*TRECHO DA PÁGINA*:
- - -
A mídia se tornou um partido que
passou a atuar no jogo político de maneira privilegiada, sem precisar de votos
ou prestar contas aos seus eleitores.
Geniberto Paiva Campos // www.cartamaior.com.br
“Com o tempo, uma imprensa cínica, mercenária,
demagógica e corrupta formará um público tão vil quanto ela mesma” – Joseph
Pulitzer
1. Parece haver um problema de
matriz cultural interferindo no cotidiano da política brasileira.
Durante décadas fomos educados
para respeitar o que se apresentava na forma impressa, assumindo como
verdadeiras as suas notícias, informações e, eventualmente, suas (raras)
opiniões. Jornais, revistas e outros tipos de publicação gozavam de um respeito
reverencial, o qual era transferido aos jornalistas, editores, diagramadores e
até linotipistas, todos profissionais envolvidos na nobre missão de (bem)
informar.
Os jornalistas brasileiros eram
profundamente respeitados e admirados pelos diversos segmentos populacionais
que dependiam do acesso aos órgãos da imprensa para obter informações
confiáveis. E que sabiam reconhecer a veracidade e o estilo da escrita destes
profissionais.
Com o advento das mídias
eletrônicas (rádio e televisão) a partir do século passado, esse sentimento de
respeito e admiração transferiu-se para os profissionais dessas novas áreas.
Em reciprocidade, havia um
profundo respeito desses profissionais para com os seus leitores, radiouvintes
e telespectadores. Para com o seu público, enfim.
Esse acordo informal entre os
jornalistas e o público consumidor de notícias, baseado na verdade e na
decência, raramente era descumprido. Havia uma ética implícita nesse relacionamento.
Como esperado, muitos jornalistas
que alcançavam notoriedade profissional enveredavam pela política. São vários
os exemplos desse fato. Positivos e negativos. Esse entrelaçamento entre
jornalismo e política não causou maiores prejuízos aos comunicadores, nem
tampouco à política ou à gestão pública. E a comunicação social passou a ser
exercida de maneira mais cuidadosa. E na medida que a Comunicação passou a ser
algo mais complexo e ganhou as cátedras acadêmicas, os jornalistas assumiram maior
importância no âmbito da sociedade.
O que viria a acarretar profundas
mudanças nesse relacionamento respeitoso entre os órgãos de comunicação e os
seus fiéis seguidores foi a percepção crescente da importância da Informação
numa sociedade agora essencialmente urbana e industrializada, que ao adquirir
novos hábitos culturais, tornou-se uma sociedade de consumo de massa.
A TV, o rádio, o jornal e as
revistas assumiram gradativamente o papel de orientadores desse consumo. E
perceberam que era facilmente alcançável orientar outras escolhas dessa
sociedade “em trânsito”.
2. A criação dos grandes
conglomerados midiáticos foi a evolução natural desse processo. O qual
tornou-se irreversível pela força incontida da comunicação através do rádio, e
principalmente da TV, nos hábitos de consumo e na formação da opinião (a temida
“opinião pública”) da sociedade. Consequentemente, a mídia tornou-se
orientadora não só dos hábitos de consumo como também das mais diversas
escolhas dos cidadãos. Principalmente com o avanço do conceito de “propaganda”.
- - -
(Dados de anotação por pontos)
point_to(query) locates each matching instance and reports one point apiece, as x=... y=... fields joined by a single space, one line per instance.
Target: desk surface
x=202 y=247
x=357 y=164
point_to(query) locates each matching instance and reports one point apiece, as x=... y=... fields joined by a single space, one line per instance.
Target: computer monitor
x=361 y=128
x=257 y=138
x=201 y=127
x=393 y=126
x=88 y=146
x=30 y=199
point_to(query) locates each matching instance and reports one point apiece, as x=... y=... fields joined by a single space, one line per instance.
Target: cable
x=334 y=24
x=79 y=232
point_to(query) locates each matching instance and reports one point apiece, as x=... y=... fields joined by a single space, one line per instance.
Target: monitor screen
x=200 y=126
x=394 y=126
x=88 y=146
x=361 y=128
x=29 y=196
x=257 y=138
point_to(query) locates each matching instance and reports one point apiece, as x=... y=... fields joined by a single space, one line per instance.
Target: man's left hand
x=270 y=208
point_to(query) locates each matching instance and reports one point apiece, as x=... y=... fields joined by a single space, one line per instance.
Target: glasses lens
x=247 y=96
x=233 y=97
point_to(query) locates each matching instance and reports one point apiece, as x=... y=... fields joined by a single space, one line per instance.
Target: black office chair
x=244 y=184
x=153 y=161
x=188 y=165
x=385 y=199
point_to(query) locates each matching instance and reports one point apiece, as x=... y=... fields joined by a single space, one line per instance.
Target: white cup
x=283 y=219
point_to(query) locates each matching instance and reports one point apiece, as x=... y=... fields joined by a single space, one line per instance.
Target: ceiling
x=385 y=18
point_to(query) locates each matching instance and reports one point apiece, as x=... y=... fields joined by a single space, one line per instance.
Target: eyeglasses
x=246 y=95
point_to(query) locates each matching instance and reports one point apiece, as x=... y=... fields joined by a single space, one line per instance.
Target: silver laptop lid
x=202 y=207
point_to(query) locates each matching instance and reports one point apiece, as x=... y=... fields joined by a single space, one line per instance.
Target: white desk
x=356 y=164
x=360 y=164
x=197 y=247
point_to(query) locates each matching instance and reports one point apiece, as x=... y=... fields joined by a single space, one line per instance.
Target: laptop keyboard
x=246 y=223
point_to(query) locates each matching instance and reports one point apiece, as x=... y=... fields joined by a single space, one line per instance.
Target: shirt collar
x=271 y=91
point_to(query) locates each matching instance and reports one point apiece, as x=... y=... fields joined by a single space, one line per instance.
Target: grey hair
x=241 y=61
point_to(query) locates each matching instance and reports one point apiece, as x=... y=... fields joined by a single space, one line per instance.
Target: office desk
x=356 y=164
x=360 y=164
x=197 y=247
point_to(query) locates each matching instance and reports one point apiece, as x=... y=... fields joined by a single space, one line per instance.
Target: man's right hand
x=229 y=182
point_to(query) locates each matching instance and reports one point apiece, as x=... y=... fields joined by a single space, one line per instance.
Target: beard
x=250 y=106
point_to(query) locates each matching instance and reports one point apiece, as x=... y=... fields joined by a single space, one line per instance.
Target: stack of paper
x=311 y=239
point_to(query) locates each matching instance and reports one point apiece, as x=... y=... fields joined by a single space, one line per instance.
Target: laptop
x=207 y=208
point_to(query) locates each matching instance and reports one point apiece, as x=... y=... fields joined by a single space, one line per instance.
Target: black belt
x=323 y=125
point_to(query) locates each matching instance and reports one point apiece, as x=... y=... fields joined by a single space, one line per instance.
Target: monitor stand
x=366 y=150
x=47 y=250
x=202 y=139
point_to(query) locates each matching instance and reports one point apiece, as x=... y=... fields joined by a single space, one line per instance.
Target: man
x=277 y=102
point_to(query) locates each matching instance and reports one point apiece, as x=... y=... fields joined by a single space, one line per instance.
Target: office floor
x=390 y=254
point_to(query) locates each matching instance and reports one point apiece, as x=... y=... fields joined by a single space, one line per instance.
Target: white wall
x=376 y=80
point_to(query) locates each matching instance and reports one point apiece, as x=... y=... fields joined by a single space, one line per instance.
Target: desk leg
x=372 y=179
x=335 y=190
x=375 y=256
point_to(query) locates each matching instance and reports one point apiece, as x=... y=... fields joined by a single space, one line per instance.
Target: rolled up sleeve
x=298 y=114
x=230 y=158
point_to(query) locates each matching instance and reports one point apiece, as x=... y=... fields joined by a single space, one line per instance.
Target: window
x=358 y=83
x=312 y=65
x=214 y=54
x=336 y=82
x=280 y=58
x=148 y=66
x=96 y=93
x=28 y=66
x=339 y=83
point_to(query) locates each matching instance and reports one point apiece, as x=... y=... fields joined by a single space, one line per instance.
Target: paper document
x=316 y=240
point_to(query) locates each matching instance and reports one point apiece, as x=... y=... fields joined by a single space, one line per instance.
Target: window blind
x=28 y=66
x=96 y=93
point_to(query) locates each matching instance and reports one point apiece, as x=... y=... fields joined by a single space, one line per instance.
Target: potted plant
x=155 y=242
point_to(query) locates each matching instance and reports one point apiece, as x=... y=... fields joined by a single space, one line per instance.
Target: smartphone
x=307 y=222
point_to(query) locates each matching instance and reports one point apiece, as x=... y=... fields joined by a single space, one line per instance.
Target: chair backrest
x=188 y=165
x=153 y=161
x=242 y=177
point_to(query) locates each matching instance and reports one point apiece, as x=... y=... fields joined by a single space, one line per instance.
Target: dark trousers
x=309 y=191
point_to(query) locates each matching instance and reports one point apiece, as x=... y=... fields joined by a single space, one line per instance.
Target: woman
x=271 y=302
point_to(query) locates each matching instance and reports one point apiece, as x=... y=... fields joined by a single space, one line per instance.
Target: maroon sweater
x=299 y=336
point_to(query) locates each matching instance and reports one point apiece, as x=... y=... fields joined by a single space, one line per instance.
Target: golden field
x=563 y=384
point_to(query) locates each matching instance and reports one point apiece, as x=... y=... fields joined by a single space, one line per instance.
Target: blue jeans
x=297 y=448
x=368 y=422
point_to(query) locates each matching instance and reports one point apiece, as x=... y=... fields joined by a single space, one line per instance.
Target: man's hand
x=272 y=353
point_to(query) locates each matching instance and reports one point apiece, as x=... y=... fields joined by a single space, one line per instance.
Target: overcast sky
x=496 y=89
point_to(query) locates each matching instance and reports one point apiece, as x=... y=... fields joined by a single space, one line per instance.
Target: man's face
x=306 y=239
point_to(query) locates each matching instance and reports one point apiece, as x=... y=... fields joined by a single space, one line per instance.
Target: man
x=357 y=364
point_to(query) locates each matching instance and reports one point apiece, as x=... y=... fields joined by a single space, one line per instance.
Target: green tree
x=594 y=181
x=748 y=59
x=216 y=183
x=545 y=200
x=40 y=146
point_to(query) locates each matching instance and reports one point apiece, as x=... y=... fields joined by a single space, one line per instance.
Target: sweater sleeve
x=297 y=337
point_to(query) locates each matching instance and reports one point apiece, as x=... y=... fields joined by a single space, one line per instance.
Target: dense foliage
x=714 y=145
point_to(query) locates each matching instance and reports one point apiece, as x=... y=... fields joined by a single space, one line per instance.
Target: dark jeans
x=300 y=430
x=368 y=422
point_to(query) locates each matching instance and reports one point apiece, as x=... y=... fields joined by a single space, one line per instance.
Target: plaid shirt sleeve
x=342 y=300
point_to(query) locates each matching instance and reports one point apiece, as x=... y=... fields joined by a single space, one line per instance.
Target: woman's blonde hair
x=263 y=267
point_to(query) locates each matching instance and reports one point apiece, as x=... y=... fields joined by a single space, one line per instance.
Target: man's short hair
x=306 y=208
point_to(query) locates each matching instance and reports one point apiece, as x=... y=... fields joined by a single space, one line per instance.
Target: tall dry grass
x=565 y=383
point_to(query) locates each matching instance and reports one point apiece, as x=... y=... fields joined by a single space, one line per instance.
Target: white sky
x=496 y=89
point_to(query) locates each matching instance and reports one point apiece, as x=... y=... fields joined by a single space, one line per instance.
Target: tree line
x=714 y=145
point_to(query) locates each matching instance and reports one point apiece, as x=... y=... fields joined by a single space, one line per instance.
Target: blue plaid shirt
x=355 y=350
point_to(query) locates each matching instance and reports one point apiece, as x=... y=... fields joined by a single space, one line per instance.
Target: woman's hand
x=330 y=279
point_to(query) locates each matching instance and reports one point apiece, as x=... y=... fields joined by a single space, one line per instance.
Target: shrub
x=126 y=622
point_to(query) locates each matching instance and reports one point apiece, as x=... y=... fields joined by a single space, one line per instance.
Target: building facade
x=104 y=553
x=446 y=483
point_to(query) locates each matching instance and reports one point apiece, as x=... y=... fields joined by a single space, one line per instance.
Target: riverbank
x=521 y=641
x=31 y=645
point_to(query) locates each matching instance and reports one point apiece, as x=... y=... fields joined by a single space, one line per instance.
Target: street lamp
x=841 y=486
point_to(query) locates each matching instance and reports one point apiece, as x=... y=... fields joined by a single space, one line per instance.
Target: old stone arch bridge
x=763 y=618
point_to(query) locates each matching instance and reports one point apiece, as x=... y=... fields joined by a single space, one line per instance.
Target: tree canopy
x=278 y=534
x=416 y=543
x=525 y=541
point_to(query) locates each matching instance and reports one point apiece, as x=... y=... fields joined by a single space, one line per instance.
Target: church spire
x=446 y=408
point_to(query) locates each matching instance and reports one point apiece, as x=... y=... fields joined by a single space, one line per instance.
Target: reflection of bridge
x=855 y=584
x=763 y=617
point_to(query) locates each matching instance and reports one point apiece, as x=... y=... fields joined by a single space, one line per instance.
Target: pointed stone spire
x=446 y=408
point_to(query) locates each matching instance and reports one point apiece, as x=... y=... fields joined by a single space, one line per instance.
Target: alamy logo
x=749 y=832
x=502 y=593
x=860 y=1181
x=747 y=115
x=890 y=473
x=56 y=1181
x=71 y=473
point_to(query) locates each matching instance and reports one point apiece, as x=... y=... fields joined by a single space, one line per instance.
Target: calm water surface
- - -
*TAREFA*:
Redigite o trecho do texto sobre a mídia e a política brasileira que começa em "Em reciprocidade, havia" e termina em "seu público, enfim.". As linhas não têm nenhum papel neste exercício.

*EXERCÍCIO RESOLVIDO*:
Em reciprocidade, havia um
profundo respeito desses profissionais para com os seus leitores, radiouvintes
e telespectadores. Para com o seu público, enfim.